- Work to be completed:
Each line of the listing where the string "with" appears is to be identified and copied.
Start of Study material
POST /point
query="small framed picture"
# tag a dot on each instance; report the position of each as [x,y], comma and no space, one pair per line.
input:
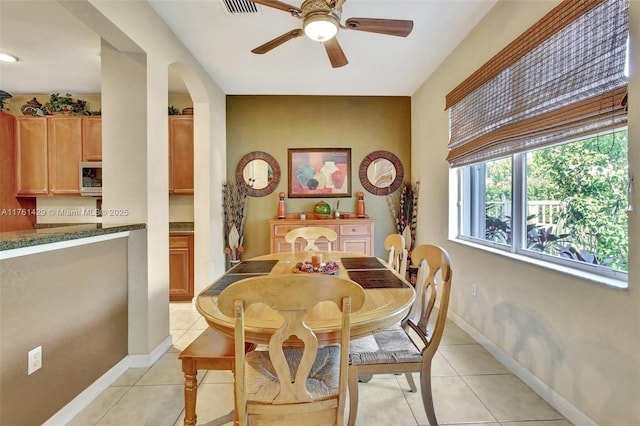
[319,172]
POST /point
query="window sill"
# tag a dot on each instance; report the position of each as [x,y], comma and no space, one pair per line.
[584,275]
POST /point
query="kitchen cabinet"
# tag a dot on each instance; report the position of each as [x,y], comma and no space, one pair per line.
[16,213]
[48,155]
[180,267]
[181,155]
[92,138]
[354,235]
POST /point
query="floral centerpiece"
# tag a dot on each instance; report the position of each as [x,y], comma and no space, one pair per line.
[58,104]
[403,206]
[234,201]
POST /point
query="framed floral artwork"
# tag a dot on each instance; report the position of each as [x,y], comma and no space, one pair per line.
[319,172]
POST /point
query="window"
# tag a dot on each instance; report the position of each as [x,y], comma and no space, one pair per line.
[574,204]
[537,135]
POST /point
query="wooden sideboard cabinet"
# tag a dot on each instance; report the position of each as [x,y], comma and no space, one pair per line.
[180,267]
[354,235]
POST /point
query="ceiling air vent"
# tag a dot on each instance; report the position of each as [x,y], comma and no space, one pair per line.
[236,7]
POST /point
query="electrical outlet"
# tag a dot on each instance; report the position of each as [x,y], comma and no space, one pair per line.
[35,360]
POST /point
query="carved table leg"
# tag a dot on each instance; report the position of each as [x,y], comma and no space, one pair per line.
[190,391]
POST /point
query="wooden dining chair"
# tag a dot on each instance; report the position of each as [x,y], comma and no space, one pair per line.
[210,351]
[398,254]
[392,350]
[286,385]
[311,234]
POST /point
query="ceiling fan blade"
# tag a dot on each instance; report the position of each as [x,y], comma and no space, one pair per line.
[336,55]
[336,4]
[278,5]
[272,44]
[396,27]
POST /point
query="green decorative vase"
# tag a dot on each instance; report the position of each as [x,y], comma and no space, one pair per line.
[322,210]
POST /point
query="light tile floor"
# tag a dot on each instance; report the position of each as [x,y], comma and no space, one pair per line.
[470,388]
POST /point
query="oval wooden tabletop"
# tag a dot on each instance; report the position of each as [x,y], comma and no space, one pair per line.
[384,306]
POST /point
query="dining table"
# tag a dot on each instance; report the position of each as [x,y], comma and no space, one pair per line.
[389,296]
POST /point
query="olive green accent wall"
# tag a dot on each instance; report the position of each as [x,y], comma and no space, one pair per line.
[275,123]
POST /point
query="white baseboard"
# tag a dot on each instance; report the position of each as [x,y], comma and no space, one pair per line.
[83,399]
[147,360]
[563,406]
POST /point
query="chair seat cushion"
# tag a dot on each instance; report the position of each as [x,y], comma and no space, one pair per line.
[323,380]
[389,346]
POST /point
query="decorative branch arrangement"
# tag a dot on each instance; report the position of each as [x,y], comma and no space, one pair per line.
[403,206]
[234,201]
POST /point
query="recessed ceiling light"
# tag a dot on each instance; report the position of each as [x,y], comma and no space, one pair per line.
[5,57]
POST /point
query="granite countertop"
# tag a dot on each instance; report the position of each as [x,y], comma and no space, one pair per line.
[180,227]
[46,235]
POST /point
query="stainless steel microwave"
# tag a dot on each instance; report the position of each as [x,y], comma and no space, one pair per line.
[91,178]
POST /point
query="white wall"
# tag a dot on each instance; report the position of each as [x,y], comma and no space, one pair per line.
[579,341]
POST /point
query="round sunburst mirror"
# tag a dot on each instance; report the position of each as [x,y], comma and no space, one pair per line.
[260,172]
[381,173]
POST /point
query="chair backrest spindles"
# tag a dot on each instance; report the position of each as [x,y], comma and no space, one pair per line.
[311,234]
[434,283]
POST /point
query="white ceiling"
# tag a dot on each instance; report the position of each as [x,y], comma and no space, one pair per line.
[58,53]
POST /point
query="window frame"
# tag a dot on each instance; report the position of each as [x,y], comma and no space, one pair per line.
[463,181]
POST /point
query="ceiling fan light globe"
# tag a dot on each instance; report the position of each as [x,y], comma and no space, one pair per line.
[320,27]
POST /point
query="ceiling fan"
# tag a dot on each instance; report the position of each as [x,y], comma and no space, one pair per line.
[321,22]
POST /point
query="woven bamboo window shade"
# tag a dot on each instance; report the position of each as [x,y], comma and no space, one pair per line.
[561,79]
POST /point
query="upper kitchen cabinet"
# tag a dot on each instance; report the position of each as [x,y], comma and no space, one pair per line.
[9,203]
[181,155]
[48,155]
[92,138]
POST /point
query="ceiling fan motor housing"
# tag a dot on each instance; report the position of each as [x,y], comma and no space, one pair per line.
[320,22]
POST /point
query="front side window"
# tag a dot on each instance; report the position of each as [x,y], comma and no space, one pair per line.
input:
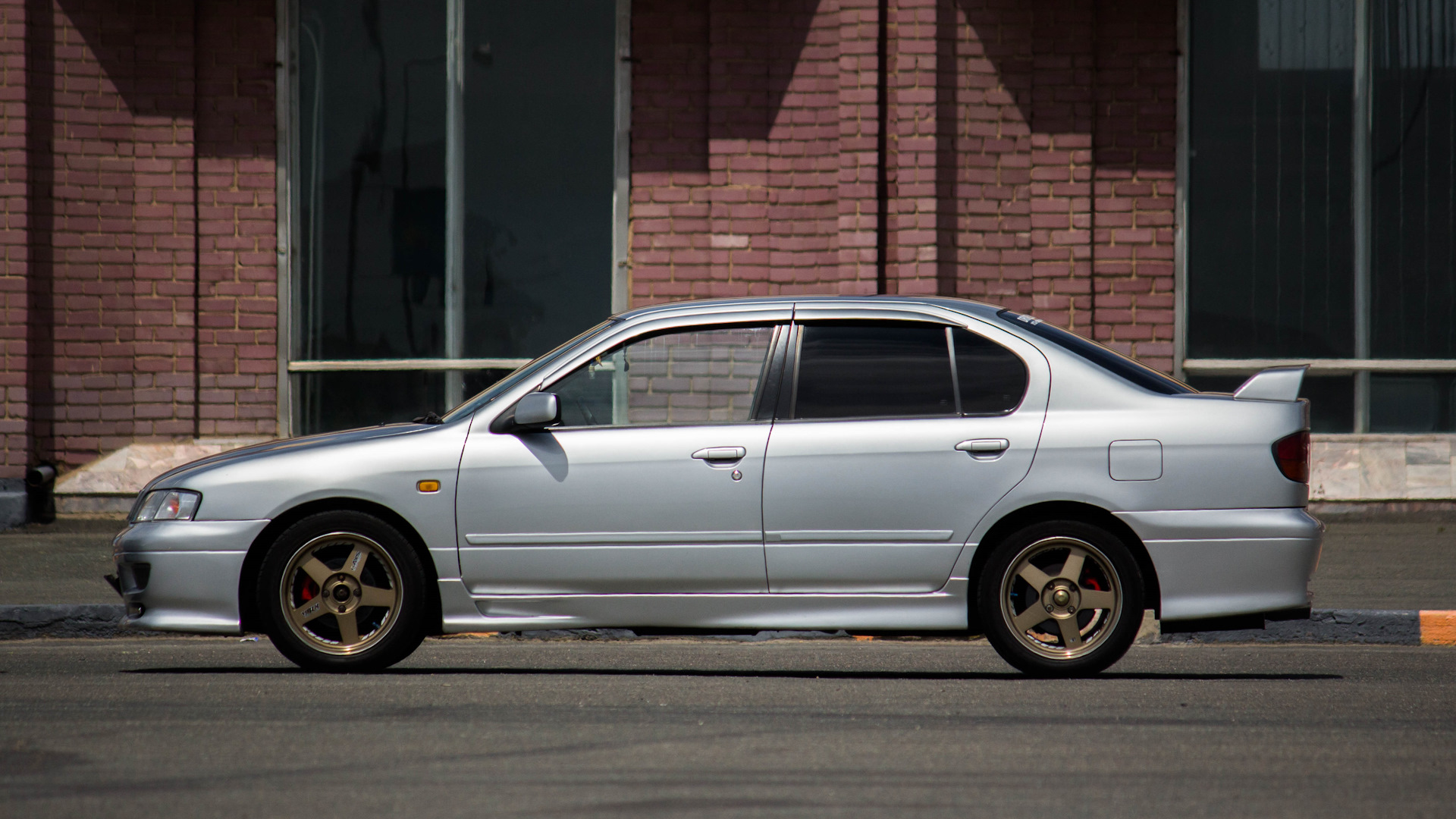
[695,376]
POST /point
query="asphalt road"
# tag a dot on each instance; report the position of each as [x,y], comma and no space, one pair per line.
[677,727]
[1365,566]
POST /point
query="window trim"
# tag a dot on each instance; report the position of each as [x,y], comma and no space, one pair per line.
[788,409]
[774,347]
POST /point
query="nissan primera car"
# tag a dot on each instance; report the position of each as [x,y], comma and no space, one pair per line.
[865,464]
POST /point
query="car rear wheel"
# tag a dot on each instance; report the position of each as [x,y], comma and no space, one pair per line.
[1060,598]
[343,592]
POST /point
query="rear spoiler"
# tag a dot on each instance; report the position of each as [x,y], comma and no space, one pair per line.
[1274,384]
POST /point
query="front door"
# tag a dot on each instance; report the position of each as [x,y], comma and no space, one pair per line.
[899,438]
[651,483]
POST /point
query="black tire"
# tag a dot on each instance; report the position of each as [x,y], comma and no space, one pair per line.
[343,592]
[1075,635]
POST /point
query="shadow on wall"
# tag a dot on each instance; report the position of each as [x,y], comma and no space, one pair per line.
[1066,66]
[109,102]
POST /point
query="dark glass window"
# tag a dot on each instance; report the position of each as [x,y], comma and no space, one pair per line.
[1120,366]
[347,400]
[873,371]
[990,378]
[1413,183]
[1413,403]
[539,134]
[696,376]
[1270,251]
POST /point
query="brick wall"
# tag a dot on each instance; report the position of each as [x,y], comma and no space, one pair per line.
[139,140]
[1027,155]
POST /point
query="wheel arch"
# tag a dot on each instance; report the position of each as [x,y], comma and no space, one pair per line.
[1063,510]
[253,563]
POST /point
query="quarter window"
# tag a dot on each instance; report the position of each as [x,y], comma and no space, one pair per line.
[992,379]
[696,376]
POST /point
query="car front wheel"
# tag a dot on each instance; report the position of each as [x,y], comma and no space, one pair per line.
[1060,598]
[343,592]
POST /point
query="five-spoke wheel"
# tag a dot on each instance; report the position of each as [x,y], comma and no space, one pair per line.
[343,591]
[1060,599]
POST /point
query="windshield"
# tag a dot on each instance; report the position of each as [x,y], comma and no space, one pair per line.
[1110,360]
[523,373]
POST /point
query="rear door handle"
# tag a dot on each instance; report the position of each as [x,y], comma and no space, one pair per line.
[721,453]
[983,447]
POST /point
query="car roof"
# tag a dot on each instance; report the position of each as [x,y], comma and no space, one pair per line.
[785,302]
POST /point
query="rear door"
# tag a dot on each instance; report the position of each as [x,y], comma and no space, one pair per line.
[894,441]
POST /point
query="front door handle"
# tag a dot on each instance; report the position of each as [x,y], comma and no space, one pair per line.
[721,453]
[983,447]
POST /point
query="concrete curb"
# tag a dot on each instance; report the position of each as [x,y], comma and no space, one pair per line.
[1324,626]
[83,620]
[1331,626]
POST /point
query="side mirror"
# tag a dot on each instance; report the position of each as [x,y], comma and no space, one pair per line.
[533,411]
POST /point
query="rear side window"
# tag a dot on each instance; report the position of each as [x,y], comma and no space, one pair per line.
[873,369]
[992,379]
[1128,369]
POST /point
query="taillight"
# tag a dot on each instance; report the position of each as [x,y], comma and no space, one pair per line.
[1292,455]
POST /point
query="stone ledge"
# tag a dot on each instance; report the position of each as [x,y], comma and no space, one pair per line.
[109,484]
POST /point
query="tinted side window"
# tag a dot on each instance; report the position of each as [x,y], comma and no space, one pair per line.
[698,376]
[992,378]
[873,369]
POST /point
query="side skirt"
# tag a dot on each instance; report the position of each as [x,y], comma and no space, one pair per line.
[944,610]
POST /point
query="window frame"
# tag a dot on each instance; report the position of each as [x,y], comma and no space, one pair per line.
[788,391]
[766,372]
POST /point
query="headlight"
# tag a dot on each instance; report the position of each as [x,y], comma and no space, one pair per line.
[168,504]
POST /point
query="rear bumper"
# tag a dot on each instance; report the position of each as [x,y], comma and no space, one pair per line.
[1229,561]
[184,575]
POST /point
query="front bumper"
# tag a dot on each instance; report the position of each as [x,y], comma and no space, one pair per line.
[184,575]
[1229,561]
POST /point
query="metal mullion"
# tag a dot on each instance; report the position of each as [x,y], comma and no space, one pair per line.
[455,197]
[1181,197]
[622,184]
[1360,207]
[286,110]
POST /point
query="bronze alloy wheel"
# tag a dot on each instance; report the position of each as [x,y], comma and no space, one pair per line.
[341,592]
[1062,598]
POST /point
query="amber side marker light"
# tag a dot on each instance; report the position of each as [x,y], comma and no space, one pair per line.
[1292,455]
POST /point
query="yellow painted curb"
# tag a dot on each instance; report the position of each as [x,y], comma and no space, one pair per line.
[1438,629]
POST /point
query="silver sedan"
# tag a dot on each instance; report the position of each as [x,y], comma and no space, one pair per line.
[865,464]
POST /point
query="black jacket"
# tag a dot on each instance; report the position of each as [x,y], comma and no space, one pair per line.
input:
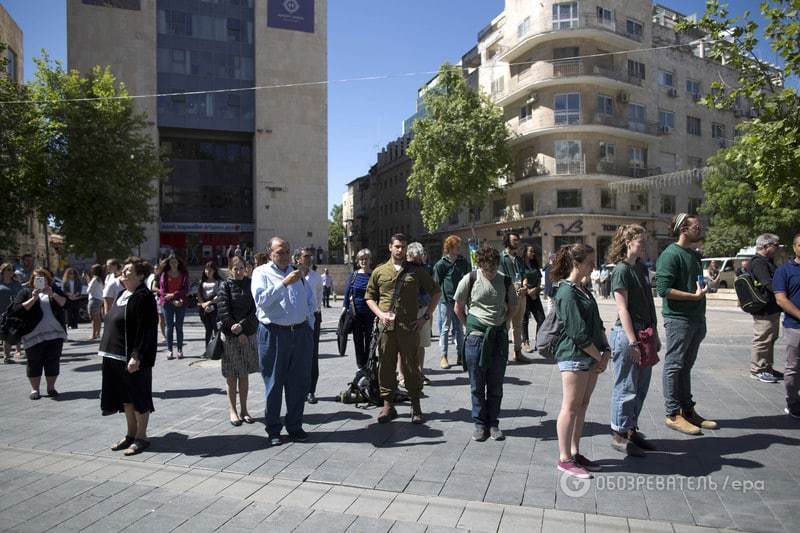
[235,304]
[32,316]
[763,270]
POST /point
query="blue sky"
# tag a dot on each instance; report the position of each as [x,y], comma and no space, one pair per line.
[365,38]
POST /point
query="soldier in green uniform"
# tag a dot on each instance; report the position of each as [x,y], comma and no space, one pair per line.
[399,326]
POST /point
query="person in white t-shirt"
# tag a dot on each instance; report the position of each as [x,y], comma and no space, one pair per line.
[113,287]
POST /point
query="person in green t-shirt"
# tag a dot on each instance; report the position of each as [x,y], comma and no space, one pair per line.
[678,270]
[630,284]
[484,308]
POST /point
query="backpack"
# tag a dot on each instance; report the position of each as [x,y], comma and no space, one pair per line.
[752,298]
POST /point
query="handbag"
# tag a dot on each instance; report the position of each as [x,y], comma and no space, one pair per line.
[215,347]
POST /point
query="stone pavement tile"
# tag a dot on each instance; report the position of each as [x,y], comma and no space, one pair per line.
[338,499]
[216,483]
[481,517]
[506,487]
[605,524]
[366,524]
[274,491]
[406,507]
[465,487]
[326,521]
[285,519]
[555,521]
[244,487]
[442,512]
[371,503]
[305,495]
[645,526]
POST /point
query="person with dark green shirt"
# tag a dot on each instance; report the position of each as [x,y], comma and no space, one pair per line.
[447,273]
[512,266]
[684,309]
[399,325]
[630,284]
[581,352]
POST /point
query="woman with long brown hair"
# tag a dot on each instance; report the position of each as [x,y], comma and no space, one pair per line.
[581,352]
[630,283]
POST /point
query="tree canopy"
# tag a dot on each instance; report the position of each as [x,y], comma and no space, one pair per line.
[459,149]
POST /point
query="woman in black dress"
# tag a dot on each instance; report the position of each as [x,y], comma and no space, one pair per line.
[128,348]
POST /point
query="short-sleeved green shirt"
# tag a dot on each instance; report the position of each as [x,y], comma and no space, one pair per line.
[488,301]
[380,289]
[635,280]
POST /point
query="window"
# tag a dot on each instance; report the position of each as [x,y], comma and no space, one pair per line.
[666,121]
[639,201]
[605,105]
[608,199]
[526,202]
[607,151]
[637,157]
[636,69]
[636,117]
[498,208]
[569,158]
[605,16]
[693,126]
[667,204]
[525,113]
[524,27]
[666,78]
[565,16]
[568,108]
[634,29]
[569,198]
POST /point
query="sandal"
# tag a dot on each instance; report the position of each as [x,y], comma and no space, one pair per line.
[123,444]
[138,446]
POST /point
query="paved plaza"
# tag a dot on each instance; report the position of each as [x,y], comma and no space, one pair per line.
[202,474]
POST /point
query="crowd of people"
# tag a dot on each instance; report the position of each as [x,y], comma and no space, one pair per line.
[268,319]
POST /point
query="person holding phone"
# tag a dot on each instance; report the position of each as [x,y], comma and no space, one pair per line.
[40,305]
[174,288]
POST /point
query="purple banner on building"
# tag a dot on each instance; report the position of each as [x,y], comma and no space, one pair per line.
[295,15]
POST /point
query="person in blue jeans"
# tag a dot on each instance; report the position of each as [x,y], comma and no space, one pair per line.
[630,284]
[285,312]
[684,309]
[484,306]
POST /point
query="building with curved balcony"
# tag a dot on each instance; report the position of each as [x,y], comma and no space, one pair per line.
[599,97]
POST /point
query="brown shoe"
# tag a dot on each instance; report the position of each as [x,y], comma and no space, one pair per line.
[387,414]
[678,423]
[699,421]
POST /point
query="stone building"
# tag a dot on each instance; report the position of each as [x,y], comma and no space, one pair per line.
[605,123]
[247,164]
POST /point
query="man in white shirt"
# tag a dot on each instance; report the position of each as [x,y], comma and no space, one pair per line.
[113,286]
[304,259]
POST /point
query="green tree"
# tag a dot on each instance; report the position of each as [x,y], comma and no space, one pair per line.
End of Study material
- Exercise response:
query="person with dark green shirt"
query="woman with long brown hair"
query="building with curved balcony"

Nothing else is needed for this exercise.